**GIVEN TASK 1**
In the passage on presidential war powers, what does the SEATO treaty formally declare?

**GIVEN PASSAGE**

******

In 1787 the world was a far larger place, and the framers probably had in mind attacks upon the United States. In the 20th century, the world has grown much smaller. An attack on a country far from our shores can impinge directly on the nation’s security. In the SEATO treaty, for example, it is formally declared that an armed attack against Viet Nam would endanger the peace and security of the United States.
Under our Constitution it is the President who must decide when an armed attack has occurred. He has also the constitutional responsibility for determining what measures of defense are required when the peace and safety of the United States are endangered. If he considers that deployment of U.S. forces to South Viet Nam is required, and that military measures against the source of Communist aggression in North Viet Nam are necessary, he is constitutionally empowered to take those measures. 60
Opponents of such expanded presidential powers have contended, however, that the authority to initiate war was not divided between the Executive and Congress but was vested exclusively in Congress. The President had the duty and the power to repeal sudden attacks and act in other emergencies, and in his role as Commander in Chief he was empowered to direct the armed forces for any purpose specified by Congress. 61 Though Congress asserted itself in some respects, it never really managed to confront the President’s power with any sort of effective limitation, until recently.

******

Listing
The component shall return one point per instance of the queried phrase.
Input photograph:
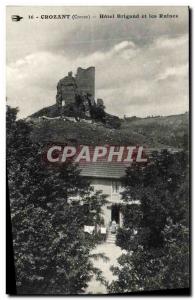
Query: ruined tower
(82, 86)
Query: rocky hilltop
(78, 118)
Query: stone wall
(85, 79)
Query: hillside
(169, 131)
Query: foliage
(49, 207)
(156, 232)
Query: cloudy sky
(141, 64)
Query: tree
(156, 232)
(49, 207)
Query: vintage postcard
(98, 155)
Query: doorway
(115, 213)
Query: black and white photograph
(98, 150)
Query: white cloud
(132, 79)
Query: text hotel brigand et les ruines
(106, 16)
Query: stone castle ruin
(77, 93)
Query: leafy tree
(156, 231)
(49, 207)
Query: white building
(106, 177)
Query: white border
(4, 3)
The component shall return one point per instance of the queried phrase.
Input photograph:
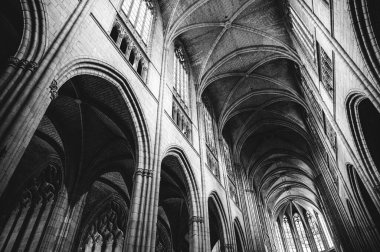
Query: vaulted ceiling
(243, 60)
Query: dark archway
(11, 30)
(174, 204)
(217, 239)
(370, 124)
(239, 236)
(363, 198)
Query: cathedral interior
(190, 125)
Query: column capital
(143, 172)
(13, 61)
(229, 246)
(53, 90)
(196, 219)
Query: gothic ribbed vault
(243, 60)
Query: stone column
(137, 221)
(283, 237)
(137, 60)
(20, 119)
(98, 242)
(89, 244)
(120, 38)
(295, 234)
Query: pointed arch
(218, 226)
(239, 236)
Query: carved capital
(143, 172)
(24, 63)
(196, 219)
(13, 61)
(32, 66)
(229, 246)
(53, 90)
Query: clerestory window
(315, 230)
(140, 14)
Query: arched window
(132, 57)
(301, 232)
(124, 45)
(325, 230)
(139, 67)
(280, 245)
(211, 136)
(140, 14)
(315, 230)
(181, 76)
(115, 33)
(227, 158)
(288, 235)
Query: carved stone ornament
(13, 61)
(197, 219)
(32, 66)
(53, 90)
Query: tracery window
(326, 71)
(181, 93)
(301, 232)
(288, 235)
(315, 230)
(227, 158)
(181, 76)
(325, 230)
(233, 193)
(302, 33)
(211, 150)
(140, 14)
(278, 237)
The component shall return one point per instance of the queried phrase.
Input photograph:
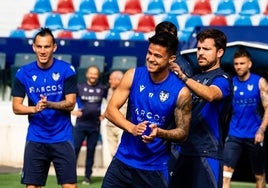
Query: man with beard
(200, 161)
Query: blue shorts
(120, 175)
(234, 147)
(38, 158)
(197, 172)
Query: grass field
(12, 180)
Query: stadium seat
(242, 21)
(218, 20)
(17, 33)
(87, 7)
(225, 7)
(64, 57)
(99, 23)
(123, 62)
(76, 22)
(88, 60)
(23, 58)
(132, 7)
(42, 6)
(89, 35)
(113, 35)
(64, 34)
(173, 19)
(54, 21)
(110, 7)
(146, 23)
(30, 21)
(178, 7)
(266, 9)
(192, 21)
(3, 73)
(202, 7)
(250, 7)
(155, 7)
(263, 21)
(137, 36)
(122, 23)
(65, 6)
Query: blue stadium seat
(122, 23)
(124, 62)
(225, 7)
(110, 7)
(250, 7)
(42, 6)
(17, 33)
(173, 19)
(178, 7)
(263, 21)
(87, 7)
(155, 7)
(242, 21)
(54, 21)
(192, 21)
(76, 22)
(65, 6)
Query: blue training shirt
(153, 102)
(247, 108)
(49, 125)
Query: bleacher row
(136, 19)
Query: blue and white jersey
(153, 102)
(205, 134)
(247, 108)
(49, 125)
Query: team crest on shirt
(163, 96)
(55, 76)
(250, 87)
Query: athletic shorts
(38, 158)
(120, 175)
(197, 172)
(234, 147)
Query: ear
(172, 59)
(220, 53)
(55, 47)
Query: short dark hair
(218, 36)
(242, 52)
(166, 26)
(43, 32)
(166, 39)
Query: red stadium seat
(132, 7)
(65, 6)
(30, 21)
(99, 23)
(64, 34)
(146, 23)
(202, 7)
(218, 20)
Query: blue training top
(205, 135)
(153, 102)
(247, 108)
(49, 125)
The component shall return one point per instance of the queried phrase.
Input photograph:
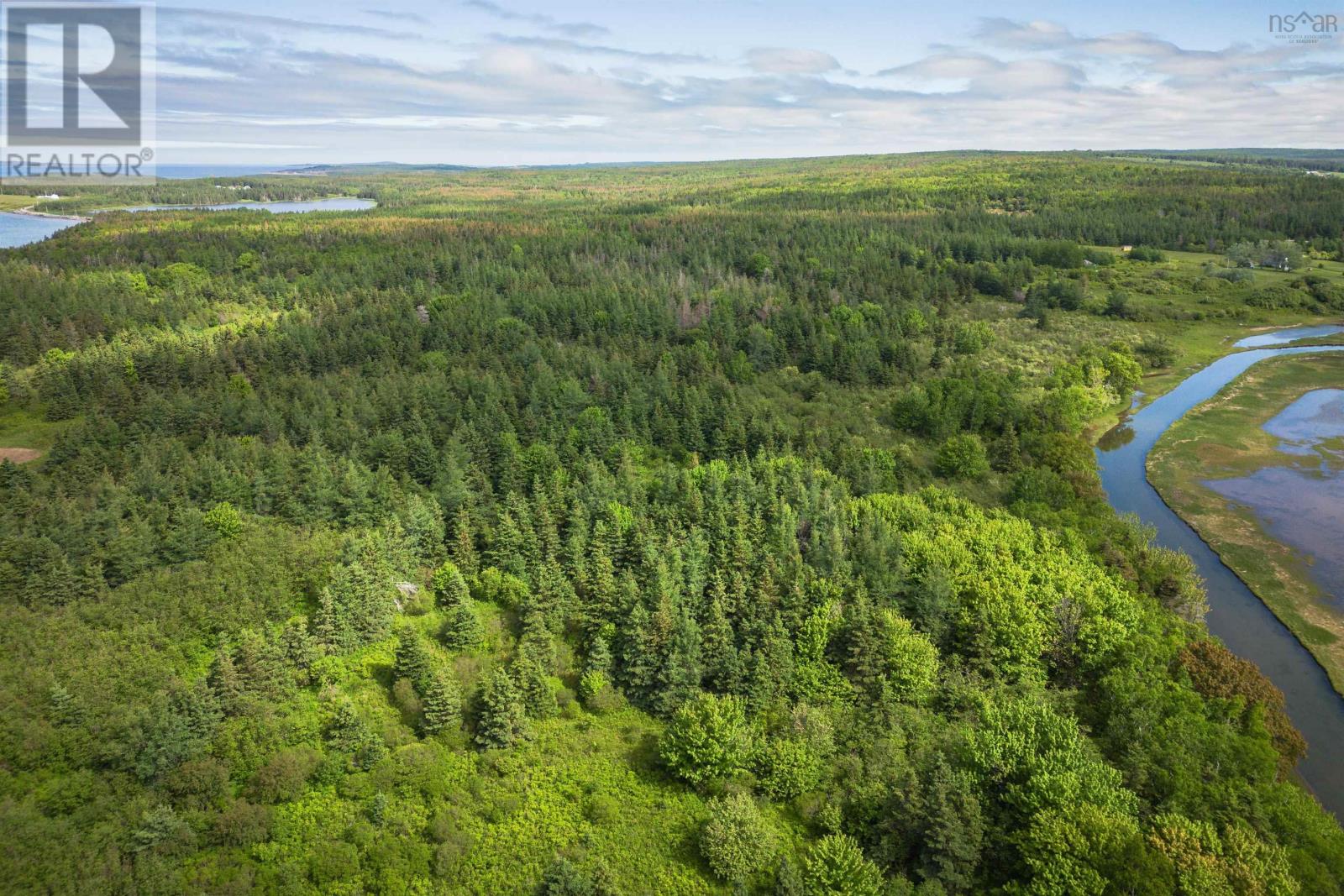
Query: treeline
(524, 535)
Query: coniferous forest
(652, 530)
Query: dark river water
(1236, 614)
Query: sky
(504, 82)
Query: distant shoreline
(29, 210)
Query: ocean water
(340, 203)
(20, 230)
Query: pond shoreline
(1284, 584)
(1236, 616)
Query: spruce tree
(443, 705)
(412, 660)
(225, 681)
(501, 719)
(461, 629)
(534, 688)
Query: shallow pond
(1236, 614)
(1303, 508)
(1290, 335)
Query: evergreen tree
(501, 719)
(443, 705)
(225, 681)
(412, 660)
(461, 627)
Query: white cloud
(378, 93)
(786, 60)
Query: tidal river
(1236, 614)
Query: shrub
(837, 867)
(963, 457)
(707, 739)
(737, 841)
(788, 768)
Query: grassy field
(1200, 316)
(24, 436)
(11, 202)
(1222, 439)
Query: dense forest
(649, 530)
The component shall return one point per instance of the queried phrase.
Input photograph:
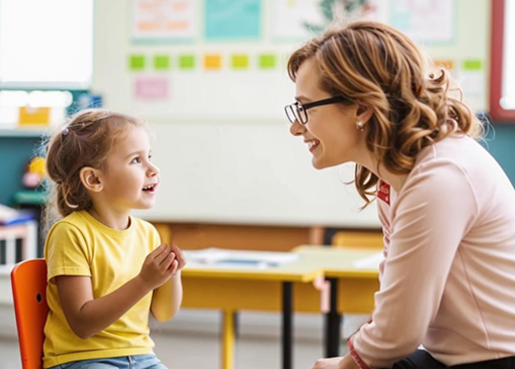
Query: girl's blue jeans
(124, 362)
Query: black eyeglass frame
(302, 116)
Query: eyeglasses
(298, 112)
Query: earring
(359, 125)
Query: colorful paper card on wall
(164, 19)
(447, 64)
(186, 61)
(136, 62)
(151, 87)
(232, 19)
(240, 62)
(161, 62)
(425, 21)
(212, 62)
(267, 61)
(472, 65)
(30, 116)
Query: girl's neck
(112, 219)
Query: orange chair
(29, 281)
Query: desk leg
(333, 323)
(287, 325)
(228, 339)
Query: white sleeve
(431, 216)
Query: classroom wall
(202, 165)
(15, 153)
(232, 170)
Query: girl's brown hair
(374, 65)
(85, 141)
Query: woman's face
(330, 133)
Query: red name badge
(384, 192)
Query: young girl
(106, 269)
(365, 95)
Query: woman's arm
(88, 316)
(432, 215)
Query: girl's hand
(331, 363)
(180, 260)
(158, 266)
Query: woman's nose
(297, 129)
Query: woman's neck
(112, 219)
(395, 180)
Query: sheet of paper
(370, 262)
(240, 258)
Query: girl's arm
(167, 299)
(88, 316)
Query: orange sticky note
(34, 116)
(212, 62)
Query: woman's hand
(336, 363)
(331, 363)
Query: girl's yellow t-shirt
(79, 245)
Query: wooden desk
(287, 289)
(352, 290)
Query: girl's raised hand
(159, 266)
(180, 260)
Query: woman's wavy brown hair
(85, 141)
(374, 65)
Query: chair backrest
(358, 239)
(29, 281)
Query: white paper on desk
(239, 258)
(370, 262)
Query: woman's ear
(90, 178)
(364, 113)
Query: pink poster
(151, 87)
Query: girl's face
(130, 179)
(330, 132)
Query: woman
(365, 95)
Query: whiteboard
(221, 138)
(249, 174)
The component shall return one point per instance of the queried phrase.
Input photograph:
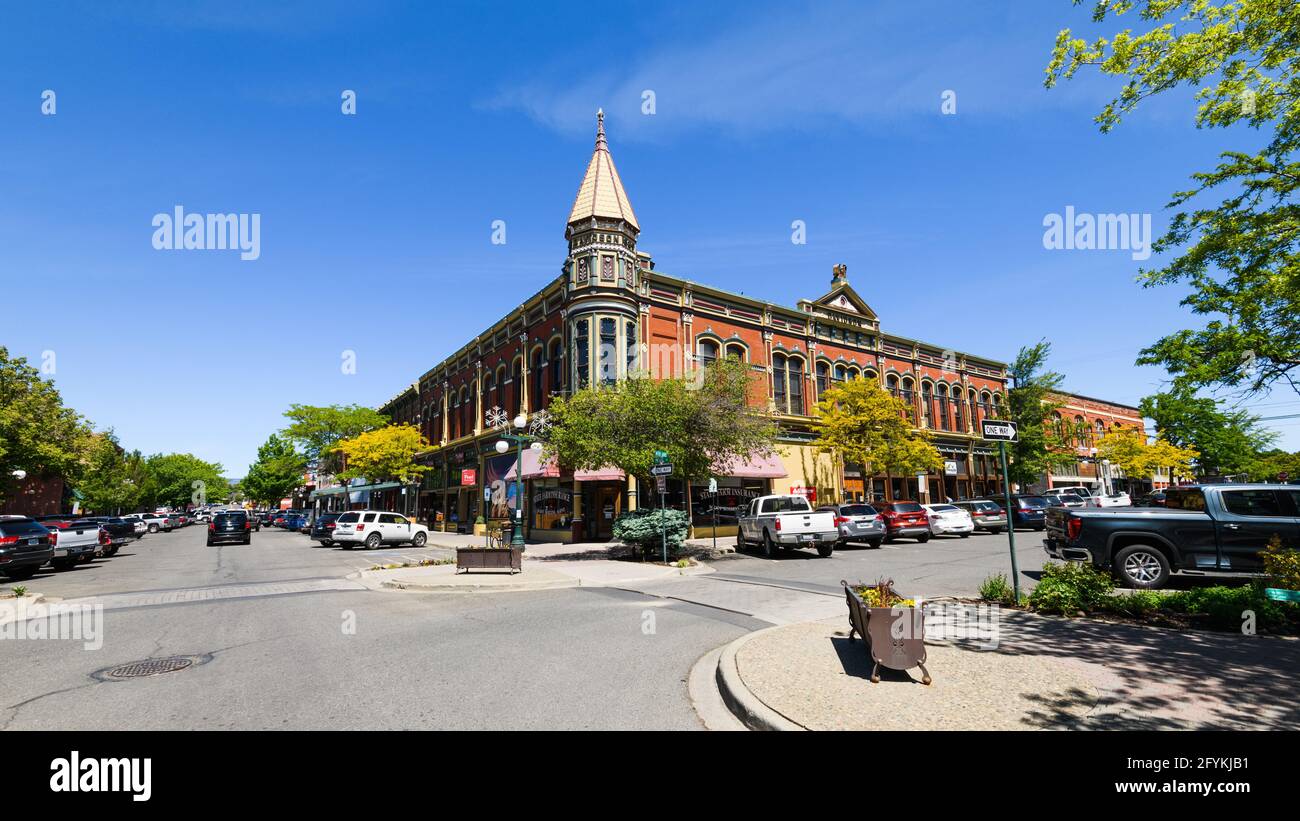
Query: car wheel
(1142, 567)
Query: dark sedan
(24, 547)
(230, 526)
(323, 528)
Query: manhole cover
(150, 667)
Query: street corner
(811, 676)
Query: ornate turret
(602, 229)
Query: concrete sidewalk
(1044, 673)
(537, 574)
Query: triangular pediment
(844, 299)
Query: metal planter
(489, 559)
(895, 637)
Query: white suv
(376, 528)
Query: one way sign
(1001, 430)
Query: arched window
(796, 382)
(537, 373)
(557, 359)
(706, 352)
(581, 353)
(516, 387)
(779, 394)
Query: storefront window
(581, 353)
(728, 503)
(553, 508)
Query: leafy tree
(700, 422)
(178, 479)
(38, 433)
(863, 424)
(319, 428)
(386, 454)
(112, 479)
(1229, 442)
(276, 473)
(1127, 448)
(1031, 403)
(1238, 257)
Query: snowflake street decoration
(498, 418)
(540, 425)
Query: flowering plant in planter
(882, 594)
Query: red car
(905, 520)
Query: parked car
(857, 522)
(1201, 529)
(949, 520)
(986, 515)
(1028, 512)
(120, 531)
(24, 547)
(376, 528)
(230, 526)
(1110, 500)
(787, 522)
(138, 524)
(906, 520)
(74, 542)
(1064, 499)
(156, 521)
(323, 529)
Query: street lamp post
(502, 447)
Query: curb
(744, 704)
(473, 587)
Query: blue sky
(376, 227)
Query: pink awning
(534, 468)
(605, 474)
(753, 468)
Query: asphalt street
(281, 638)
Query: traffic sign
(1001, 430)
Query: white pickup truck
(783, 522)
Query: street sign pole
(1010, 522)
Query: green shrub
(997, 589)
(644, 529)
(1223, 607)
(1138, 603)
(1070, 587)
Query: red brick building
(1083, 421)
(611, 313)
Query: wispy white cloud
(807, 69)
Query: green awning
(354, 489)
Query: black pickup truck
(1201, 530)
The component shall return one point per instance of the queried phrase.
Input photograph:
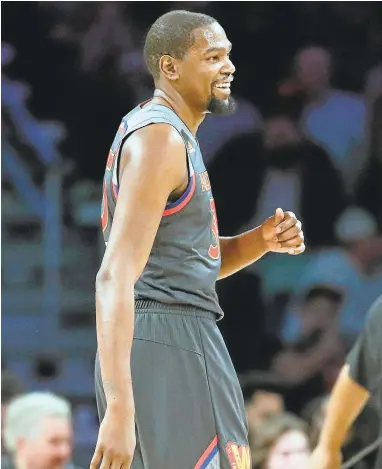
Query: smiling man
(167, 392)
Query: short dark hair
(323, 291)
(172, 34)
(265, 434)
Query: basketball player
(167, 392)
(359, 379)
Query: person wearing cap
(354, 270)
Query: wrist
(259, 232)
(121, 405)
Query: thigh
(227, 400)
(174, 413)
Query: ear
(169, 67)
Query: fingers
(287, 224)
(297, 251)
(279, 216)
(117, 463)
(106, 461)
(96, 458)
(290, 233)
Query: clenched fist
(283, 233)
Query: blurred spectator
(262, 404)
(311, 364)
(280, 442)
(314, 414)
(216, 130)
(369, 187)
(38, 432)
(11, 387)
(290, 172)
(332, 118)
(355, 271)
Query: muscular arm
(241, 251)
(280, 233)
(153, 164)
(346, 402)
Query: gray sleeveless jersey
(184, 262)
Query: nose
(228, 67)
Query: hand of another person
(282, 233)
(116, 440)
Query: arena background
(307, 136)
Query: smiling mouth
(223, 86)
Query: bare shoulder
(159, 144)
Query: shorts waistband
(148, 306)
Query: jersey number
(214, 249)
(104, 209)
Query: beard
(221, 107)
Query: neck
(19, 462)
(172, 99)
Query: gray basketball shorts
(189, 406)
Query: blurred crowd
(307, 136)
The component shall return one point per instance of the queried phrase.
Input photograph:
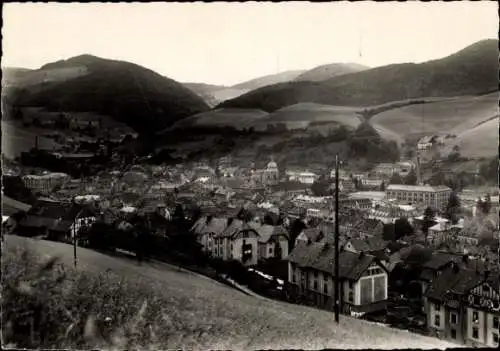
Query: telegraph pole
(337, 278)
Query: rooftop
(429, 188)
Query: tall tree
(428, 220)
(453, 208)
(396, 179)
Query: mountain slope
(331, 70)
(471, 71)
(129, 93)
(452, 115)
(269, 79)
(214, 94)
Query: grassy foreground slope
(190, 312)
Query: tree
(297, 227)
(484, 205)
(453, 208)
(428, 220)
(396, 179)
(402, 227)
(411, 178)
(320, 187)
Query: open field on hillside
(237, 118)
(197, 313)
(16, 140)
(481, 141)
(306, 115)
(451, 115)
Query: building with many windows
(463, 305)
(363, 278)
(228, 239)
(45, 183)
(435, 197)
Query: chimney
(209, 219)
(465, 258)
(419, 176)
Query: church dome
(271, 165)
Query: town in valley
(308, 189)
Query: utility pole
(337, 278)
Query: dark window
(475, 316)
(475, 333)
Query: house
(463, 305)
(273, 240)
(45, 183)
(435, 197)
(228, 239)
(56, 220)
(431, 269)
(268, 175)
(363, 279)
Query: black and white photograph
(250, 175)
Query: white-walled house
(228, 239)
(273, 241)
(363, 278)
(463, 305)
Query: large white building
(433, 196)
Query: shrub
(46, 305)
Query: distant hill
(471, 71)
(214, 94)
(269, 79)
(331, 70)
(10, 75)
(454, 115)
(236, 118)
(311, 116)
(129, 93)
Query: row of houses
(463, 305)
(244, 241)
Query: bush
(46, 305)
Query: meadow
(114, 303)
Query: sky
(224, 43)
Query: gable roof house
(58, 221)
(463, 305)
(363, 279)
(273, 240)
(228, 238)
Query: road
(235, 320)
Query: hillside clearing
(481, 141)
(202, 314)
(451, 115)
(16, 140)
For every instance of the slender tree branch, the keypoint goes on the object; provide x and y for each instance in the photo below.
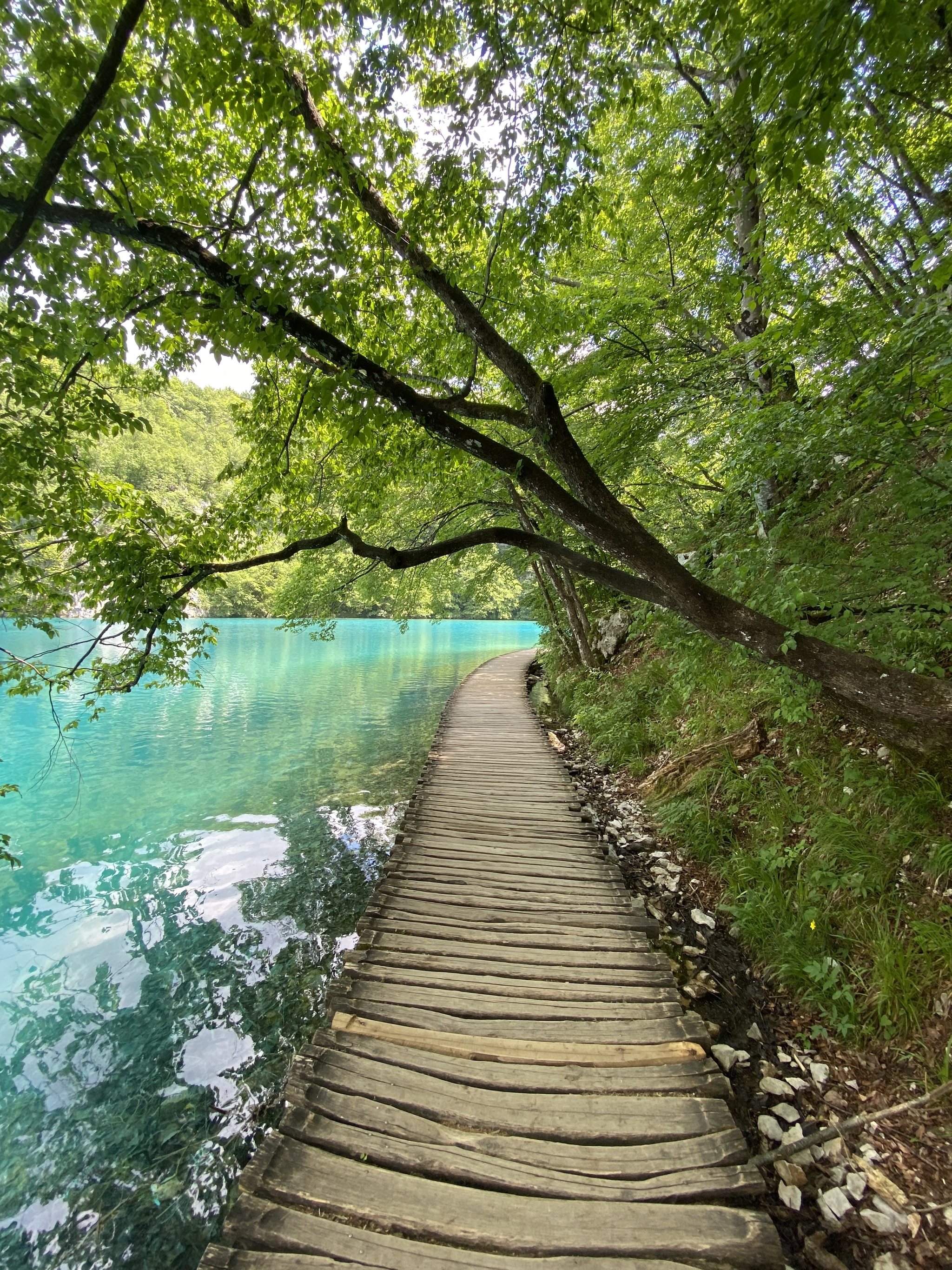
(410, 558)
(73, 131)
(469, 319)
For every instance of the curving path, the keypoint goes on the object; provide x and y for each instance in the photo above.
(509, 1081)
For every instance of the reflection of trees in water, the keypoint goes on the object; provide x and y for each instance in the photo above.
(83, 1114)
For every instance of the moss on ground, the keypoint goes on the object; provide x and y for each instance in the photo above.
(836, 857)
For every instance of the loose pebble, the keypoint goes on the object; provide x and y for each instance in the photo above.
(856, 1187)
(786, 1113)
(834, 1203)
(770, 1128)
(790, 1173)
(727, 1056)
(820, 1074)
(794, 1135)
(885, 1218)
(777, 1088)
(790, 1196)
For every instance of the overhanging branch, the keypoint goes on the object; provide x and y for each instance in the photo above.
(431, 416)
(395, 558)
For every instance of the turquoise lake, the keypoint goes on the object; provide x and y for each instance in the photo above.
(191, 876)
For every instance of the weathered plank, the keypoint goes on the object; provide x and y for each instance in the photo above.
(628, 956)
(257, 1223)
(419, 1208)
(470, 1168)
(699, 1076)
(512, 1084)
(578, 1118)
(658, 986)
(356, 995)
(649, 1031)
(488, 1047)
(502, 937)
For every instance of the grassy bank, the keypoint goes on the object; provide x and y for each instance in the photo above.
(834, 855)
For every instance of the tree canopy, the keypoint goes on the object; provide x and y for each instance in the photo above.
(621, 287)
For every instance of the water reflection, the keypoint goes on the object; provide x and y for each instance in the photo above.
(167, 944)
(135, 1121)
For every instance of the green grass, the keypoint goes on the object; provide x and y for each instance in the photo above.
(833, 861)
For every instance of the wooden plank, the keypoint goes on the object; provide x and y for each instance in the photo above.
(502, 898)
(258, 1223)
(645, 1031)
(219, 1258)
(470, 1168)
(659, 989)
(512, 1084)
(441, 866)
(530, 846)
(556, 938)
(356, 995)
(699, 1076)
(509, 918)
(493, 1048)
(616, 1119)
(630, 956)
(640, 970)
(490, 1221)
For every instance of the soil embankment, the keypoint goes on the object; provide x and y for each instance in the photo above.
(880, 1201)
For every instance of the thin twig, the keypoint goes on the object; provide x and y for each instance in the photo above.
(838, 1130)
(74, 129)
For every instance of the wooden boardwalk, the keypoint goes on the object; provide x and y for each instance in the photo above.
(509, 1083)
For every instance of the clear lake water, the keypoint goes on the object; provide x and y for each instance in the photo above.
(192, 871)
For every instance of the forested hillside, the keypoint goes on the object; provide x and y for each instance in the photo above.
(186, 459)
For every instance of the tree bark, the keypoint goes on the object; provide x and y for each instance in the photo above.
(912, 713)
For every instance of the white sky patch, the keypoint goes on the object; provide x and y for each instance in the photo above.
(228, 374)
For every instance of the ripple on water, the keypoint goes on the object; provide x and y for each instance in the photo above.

******

**GIVEN TASK 2**
Reproduce verbatim the lines of the listing that start with the line containing "For every instance of the turquoise" and continue through the line containing "(509, 1083)", including both of those lines.

**SOLUTION 1**
It declares that an armed attack against Viet Nam would endanger the peace and security of the United States.

**SOLUTION 2**
For every instance of the turquoise lake, the keypoint goes on the object; provide x and y for each instance in the photo above.
(191, 876)
For every instance of the weathered plank, the keypoint goes on the object; provide x and y for each instance in the photo above.
(628, 956)
(257, 1223)
(419, 1208)
(470, 1168)
(699, 1076)
(512, 1084)
(578, 1118)
(658, 986)
(356, 995)
(649, 1031)
(488, 1047)
(502, 937)
For every instance of the grassy bank, the keypoint goes on the object; provide x and y for each instance in the photo above.
(834, 855)
For every instance of the tree canopy, the keypoint goes on the object; provide x and y for each instance in the photo above.
(621, 287)
For every instance of the water reflection, the keypoint goes on the object; provide x and y for each instance in the photo above.
(167, 944)
(135, 1121)
For every instance of the green grass, the keypoint goes on the object; provide x and y for each instance in the photo above.
(833, 861)
For every instance of the wooden plank, the keypoint goes on the object; provide x and y for each instance in the photo above.
(502, 898)
(258, 1223)
(645, 1031)
(219, 1258)
(470, 1168)
(659, 989)
(512, 1084)
(441, 866)
(530, 846)
(556, 938)
(356, 995)
(699, 1076)
(509, 918)
(493, 1048)
(616, 1119)
(630, 956)
(640, 970)
(490, 1221)
For every instance of the soil embankment, the keypoint goes on the object; provide x and y for each instance in the photo above.
(880, 1201)
For every instance of the thin twig, the keypoint goes on the object; provide x and y for each instance in the photo above.
(838, 1130)
(74, 129)
For every instance of the wooden boardwalk, the keypoint goes on the object; provide x and y for each instance in the photo above.
(509, 1083)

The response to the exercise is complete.